PROBLEM SET =
**a.** Answer these questions about the browser-use article, one line each:
(i) What representation of the page does the model see?
(ii) What value is max_steps given in the code?
(iii) Under what license is browser-use released?
**b.** Reproduce the browser-use article word for word between "Playwright + LLM" and "the commercial options.", inclusive.

EXCERPT TO READ =

== Segment start ==

Playwright + LLM = The Browser Agent That Actually Ships
Every six months a startup raises 50 million dollars to make an "AI that uses the browser." Most of them are slow, gated, and hilariously expensive. Meanwhile, a small Python library called browser-use does the same job, runs locally, and costs whatever your model API costs. Spoiler: it's better than the commercial options.
The Setup
It's a Playwright wrapper with a smart DOM extractor and a tight agent loop. The model sees an accessibility-tree representation of the page, picks an action, executes, repeats. No bespoke screen-pixel models, no proprietary backend.
pip install browser-use
playwright install chromiumThe Money Pattern
One Agent, one task string, one run call. The agent navigates, clicks, types, scrolls, and reports back. I use it for filling out compliance forms and scraping Google Ads UI bits the API doesn't expose.
import asyncio
from browser_use import Agent, Browser, BrowserConfig
from langchain_anthropic import ChatAnthropic
async def main():
browser = Browser(config=BrowserConfig(headless=False))
agent = Agent(
task=(
"Open Pipedrive, find deals stuck in 'Awaiting Inspection' "
"for more than 14 days, and export the list as CSV."
),
llm=ChatAnthropic(model="claude-opus-4-5"),
browser=browser,
max_steps=25,
)
result = await agent.run()
print(result.final_result())
await browser.close()
asyncio.run(main())The Catch
SPAs still trip it up. Anything with aggressive virtualised lists or weird custom focus management will confuse the DOM extractor. Captchas defeat it instantly, as they should — if your agent solves captchas you have bigger problems. And running it without headless=False in dev is a great way to misdiagnose a flaky selector for an hour.
The Verdict
browser-use is the project that quietly made commercial browser-agent startups look overpriced. It's MIT licensed, the maintainers ship weekly, and the code is small enough to fork if you need to. I'm wiring it into a Rebuild Relief operations dashboard so the team can ask "open these three claims in Pipedrive and tag them" in plain English. This is what the agent future actually looks like — small, open, composable. Do not @ me when this kills another funded startup.

== Segment end ==

DATA =
== Segment start ==

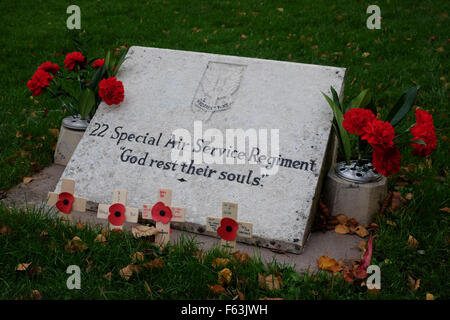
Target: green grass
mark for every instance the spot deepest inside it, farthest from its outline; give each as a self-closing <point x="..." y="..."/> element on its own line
<point x="411" y="48"/>
<point x="183" y="276"/>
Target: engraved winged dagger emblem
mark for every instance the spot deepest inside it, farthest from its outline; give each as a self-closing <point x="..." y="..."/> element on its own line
<point x="217" y="87"/>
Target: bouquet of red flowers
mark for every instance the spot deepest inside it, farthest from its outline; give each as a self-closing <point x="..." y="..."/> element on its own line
<point x="95" y="80"/>
<point x="377" y="140"/>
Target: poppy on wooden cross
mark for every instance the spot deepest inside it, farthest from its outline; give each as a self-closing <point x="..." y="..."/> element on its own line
<point x="65" y="201"/>
<point x="163" y="214"/>
<point x="228" y="227"/>
<point x="117" y="212"/>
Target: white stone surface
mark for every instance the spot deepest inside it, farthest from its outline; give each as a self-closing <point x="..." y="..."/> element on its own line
<point x="164" y="91"/>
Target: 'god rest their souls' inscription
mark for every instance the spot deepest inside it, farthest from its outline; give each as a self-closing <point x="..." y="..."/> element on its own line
<point x="131" y="146"/>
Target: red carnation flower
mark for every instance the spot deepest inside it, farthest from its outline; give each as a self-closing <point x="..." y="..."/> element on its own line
<point x="49" y="67"/>
<point x="117" y="214"/>
<point x="111" y="91"/>
<point x="425" y="131"/>
<point x="379" y="134"/>
<point x="73" y="59"/>
<point x="228" y="229"/>
<point x="65" y="202"/>
<point x="98" y="63"/>
<point x="39" y="81"/>
<point x="161" y="212"/>
<point x="356" y="120"/>
<point x="386" y="161"/>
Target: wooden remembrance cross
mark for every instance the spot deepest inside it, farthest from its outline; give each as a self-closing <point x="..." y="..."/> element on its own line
<point x="163" y="213"/>
<point x="65" y="201"/>
<point x="117" y="213"/>
<point x="229" y="227"/>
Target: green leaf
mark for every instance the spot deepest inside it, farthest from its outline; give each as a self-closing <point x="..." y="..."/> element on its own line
<point x="402" y="106"/>
<point x="342" y="134"/>
<point x="86" y="102"/>
<point x="419" y="141"/>
<point x="362" y="100"/>
<point x="336" y="99"/>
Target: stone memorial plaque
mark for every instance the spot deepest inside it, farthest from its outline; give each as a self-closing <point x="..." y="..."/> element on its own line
<point x="196" y="104"/>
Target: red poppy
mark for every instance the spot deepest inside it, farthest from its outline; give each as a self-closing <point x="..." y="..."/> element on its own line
<point x="379" y="134"/>
<point x="64" y="204"/>
<point x="98" y="63"/>
<point x="356" y="120"/>
<point x="161" y="212"/>
<point x="73" y="59"/>
<point x="39" y="81"/>
<point x="228" y="229"/>
<point x="111" y="91"/>
<point x="49" y="67"/>
<point x="117" y="214"/>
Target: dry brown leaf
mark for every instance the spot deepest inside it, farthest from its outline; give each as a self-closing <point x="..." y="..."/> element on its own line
<point x="147" y="287"/>
<point x="54" y="132"/>
<point x="341" y="229"/>
<point x="27" y="180"/>
<point x="22" y="266"/>
<point x="127" y="272"/>
<point x="361" y="231"/>
<point x="153" y="264"/>
<point x="391" y="223"/>
<point x="220" y="262"/>
<point x="100" y="238"/>
<point x="341" y="218"/>
<point x="216" y="289"/>
<point x="412" y="242"/>
<point x="224" y="276"/>
<point x="362" y="245"/>
<point x="413" y="284"/>
<point x="35" y="295"/>
<point x="270" y="282"/>
<point x="143" y="231"/>
<point x="137" y="257"/>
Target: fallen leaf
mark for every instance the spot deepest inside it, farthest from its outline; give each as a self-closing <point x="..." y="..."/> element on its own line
<point x="224" y="276"/>
<point x="328" y="264"/>
<point x="341" y="229"/>
<point x="216" y="289"/>
<point x="100" y="238"/>
<point x="27" y="180"/>
<point x="137" y="257"/>
<point x="361" y="231"/>
<point x="35" y="295"/>
<point x="220" y="262"/>
<point x="147" y="287"/>
<point x="127" y="272"/>
<point x="413" y="284"/>
<point x="342" y="219"/>
<point x="154" y="264"/>
<point x="412" y="242"/>
<point x="270" y="282"/>
<point x="22" y="266"/>
<point x="143" y="231"/>
<point x="75" y="245"/>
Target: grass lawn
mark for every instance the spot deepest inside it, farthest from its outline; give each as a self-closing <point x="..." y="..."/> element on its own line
<point x="411" y="48"/>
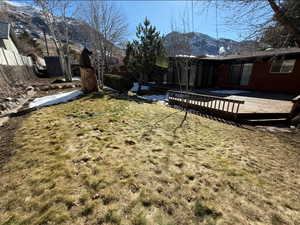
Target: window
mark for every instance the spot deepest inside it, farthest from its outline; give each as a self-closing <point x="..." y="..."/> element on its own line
<point x="246" y="74"/>
<point x="235" y="74"/>
<point x="283" y="66"/>
<point x="240" y="74"/>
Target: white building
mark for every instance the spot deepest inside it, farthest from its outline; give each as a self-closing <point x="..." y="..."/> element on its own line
<point x="7" y="37"/>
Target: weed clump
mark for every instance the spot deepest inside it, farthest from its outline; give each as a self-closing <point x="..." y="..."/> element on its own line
<point x="139" y="220"/>
<point x="112" y="217"/>
<point x="203" y="211"/>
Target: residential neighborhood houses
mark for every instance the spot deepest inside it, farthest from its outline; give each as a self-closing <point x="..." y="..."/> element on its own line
<point x="110" y="115"/>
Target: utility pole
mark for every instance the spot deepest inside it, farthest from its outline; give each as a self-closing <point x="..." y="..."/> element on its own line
<point x="46" y="40"/>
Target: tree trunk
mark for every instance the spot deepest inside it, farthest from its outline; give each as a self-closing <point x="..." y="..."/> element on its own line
<point x="284" y="21"/>
<point x="68" y="76"/>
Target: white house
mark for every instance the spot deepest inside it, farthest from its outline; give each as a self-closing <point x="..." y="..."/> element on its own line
<point x="7" y="37"/>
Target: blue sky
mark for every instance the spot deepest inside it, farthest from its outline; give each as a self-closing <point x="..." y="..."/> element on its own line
<point x="163" y="13"/>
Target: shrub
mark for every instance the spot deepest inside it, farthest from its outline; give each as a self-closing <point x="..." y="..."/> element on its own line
<point x="117" y="82"/>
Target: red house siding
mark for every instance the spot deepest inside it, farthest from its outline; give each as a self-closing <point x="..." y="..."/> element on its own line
<point x="262" y="80"/>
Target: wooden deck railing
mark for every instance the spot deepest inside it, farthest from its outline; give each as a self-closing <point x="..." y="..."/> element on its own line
<point x="206" y="104"/>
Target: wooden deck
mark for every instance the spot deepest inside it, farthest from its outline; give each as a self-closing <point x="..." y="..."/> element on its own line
<point x="238" y="106"/>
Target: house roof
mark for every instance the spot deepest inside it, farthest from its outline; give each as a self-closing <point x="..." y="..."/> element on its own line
<point x="250" y="55"/>
<point x="258" y="54"/>
<point x="6" y="31"/>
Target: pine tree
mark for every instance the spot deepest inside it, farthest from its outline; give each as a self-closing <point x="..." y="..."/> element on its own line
<point x="143" y="53"/>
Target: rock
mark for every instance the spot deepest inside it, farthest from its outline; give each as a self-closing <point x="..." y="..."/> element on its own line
<point x="29" y="88"/>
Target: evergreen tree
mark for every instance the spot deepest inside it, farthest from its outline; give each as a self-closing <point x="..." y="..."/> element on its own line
<point x="142" y="54"/>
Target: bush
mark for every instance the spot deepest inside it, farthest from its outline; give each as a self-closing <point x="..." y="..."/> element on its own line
<point x="117" y="82"/>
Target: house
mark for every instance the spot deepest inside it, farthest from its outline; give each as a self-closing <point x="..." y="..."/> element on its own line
<point x="271" y="71"/>
<point x="8" y="38"/>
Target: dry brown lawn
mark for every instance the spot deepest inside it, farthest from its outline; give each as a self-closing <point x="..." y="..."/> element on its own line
<point x="106" y="160"/>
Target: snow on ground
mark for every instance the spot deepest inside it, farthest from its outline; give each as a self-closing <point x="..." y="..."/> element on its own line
<point x="73" y="79"/>
<point x="55" y="99"/>
<point x="230" y="92"/>
<point x="136" y="87"/>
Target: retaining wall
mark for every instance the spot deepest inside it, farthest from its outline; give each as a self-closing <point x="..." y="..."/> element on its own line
<point x="10" y="58"/>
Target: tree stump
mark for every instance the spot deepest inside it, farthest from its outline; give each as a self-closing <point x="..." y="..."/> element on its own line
<point x="88" y="79"/>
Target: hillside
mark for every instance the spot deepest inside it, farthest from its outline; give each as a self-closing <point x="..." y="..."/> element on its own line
<point x="194" y="43"/>
<point x="26" y="17"/>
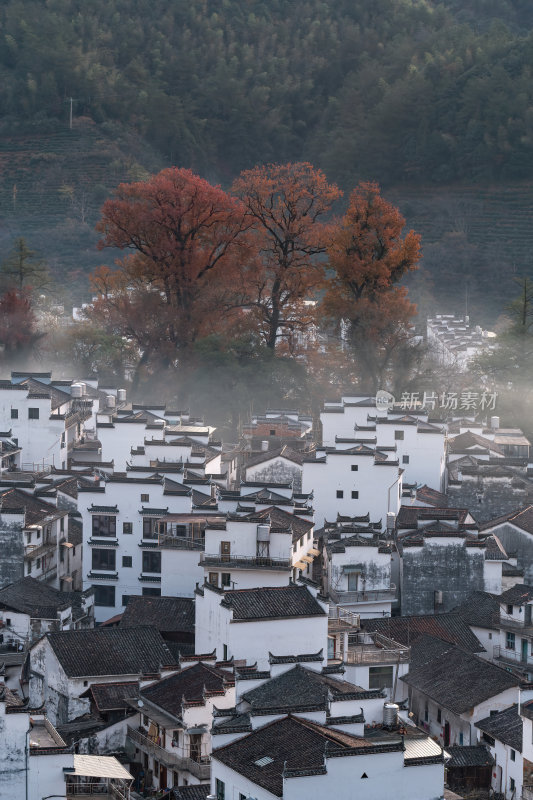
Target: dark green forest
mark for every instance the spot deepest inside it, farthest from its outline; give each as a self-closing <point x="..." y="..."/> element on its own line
<point x="425" y="97"/>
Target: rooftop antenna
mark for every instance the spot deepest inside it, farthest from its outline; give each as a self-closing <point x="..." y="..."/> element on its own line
<point x="71" y="100"/>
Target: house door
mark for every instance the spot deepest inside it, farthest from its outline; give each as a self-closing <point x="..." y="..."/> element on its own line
<point x="195" y="750"/>
<point x="353" y="581"/>
<point x="225" y="550"/>
<point x="162" y="777"/>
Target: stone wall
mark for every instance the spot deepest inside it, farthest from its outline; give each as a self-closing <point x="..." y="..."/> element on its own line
<point x="489" y="497"/>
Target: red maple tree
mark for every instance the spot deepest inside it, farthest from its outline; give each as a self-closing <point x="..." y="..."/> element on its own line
<point x="286" y="204"/>
<point x="186" y="240"/>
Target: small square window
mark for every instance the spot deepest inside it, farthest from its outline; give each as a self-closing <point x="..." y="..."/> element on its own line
<point x="150" y="591"/>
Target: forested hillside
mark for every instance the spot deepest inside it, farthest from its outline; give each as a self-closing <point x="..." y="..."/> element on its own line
<point x="407" y="92"/>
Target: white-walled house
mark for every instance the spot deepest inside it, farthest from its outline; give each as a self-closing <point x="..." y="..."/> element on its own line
<point x="265" y="548"/>
<point x="243" y="624"/>
<point x="358" y="573"/>
<point x="63" y="665"/>
<point x="353" y="481"/>
<point x="502" y="733"/>
<point x="31" y="529"/>
<point x="36" y="761"/>
<point x="282" y="464"/>
<point x="44" y="417"/>
<point x="297" y="758"/>
<point x="122" y="553"/>
<point x="171" y="732"/>
<point x="451" y="689"/>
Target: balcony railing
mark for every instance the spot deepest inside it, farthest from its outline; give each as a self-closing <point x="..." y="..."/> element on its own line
<point x="114" y="791"/>
<point x="513" y="656"/>
<point x="521" y="625"/>
<point x="200" y="767"/>
<point x="181" y="542"/>
<point x="367" y="596"/>
<point x="374" y="648"/>
<point x="36" y="550"/>
<point x="341" y="619"/>
<point x="244" y="562"/>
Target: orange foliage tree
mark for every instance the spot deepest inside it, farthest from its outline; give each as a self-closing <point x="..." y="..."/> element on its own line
<point x="368" y="257"/>
<point x="286" y="205"/>
<point x="185" y="238"/>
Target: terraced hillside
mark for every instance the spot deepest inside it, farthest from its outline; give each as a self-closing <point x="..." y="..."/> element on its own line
<point x="52" y="186"/>
<point x="476" y="239"/>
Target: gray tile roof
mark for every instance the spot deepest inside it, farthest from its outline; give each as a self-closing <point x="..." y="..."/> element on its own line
<point x="517" y="595"/>
<point x="300" y="690"/>
<point x="36" y="598"/>
<point x="506" y="726"/>
<point x="110" y="651"/>
<point x="276" y="602"/>
<point x="470" y="756"/>
<point x="112" y="696"/>
<point x="457" y="680"/>
<point x="197" y="792"/>
<point x="167" y="614"/>
<point x="190" y="685"/>
<point x="290" y="743"/>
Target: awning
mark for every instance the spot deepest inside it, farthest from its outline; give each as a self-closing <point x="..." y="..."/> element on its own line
<point x="99" y="767"/>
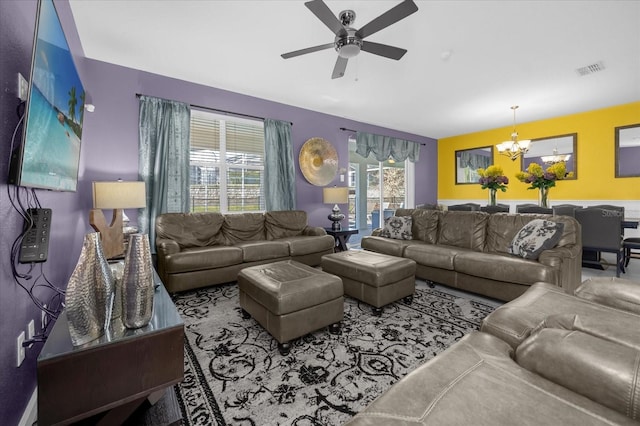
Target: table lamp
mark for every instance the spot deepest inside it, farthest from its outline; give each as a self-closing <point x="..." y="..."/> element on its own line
<point x="116" y="195"/>
<point x="335" y="196"/>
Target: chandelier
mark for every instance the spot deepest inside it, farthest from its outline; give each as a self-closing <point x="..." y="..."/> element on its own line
<point x="555" y="158"/>
<point x="514" y="148"/>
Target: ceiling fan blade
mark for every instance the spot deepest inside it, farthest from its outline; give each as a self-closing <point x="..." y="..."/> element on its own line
<point x="340" y="67"/>
<point x="323" y="13"/>
<point x="393" y="15"/>
<point x="385" y="50"/>
<point x="307" y="50"/>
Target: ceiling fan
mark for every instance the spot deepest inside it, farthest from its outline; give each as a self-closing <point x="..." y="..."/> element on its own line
<point x="349" y="41"/>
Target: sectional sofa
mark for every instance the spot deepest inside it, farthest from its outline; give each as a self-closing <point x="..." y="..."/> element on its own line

== Segment end ==

SOLUTIONS PER TASK =
**a.**
(i) An accessibility-tree representation of the page.
(ii) 25
(iii) The MIT license.

**b.**
Playwright + LLM = The Browser Agent That Actually Ships
Every six months a startup raises 50 million dollars to make an "AI that uses the browser." Most of them are slow, gated, and hilariously expensive. Meanwhile, a small Python library called browser-use does the same job, runs locally, and costs whatever your model API costs. Spoiler: it's better than the commercial options.